Brief:
Will you transcribe the entries that follow, exactly and in full?

Data excerpts:
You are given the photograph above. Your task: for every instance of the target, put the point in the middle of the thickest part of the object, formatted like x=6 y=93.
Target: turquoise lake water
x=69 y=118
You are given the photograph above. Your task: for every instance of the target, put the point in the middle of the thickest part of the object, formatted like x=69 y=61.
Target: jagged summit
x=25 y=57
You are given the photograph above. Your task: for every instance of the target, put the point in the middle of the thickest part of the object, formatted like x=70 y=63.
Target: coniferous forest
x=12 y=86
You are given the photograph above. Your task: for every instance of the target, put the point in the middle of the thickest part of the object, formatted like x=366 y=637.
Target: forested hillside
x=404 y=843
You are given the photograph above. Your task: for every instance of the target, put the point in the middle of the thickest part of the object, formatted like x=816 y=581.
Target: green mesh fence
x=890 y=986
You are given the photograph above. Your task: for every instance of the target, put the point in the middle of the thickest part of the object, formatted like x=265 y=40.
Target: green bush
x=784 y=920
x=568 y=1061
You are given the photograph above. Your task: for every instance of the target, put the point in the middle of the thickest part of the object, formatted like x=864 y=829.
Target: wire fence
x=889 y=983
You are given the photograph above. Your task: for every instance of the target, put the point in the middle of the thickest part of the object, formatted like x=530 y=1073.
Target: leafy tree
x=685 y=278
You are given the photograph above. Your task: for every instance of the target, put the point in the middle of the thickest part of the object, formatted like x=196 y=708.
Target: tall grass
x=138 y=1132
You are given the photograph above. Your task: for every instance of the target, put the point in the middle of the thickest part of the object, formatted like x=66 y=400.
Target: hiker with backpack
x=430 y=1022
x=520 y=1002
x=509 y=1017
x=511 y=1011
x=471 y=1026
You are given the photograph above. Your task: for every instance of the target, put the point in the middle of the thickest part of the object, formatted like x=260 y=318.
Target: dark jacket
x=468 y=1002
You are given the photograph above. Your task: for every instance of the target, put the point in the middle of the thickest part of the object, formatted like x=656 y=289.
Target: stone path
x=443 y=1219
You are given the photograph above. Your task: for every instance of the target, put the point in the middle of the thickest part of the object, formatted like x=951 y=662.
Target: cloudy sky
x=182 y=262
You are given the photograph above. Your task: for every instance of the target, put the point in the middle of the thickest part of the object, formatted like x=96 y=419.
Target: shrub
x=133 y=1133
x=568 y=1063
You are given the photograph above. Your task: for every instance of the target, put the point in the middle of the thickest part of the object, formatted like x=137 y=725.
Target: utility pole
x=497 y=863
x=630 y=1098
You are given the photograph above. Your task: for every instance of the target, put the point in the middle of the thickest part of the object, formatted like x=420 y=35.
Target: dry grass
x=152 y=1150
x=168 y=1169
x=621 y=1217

Output below:
You are given the photograph above. Your task: for every instance of the target, put the point in the middle of the thickest part of the object, formatted like x=6 y=93.
Target: turquoise lake water
x=69 y=118
You are given the photograph above. Your task: for every instance of the target, put the point in the middle of the thickest part of the object, formatted like x=69 y=61.
Target: jagged summit
x=25 y=57
You are given the photograph above. Your task: for every instance of the target, put the point in the middle of the thickest part of the object, formatted like x=70 y=63.
Target: coniferous forest
x=12 y=86
You are given the photograph above. Your task: for every instance of the target, put the point in the middle of the thickest part of the object, formatted like x=366 y=637.
Target: forested hillside
x=404 y=843
You are given the photograph above. Your task: for every instance of the target, put the point in the middle of the thickest part of the object, formatted like x=816 y=581.
Target: green mesh fence
x=890 y=986
You are given the photograph above. Your task: for every instance of the target, put the point in the middle of the thickest part of the object, formatted like x=265 y=40.
Target: green bush
x=784 y=920
x=568 y=1061
You are given the photograph above. Your task: for every instance of the target, put the point in the middle of the thickest part of the object, formatted like x=864 y=829.
Target: wire fence
x=889 y=983
You are given the photograph above. Your task: for every instance of the target, put the point in the middle of the thickest part of the object, formatted like x=530 y=1073.
Target: leafy tree
x=685 y=278
You are given the photograph above. Your task: for every instance of the target, put the point in the middle of the thickest part of the object, formatted like x=196 y=708.
Target: tall grass
x=138 y=1132
You are given the photograph above. Your task: for every instance of the target, put the point in the middle of the thickest part of the object, formatted like x=66 y=400.
Target: hiker with backpack
x=430 y=1022
x=520 y=1002
x=509 y=1017
x=511 y=1011
x=471 y=1026
You are given the photograph above. Your task: for every instance of the target, put the point in the middle of the thickest part of the object, formatted like x=260 y=318.
Target: dark jacket
x=468 y=1002
You are given the photograph above. Your task: for every instance of the target, put the point in the middle of the thickest part of the object, formatted like x=656 y=289.
Target: stone path
x=443 y=1219
You are given the photograph above. Your task: for every instance of the target, put the point in the middle of the thickest part of the object, formatted like x=951 y=662.
Target: cloudy sky
x=182 y=262
You are given the photograph above. Your task: for every instance of the target, put the point in the middle of the thickest part of the object, formatted like x=96 y=419.
Target: shrub
x=133 y=1133
x=568 y=1063
You are given the photograph above. Your task: for every instance of the target, put the point in the middle of the thickest part of the object, formatted like x=137 y=725.
Target: utility pole
x=497 y=863
x=630 y=1098
You are given the photograph above. Your task: for every instance of the target, put the point in the middle of the thickest part of the object, formatted like x=420 y=35.
Target: dry grass
x=152 y=1150
x=168 y=1169
x=621 y=1217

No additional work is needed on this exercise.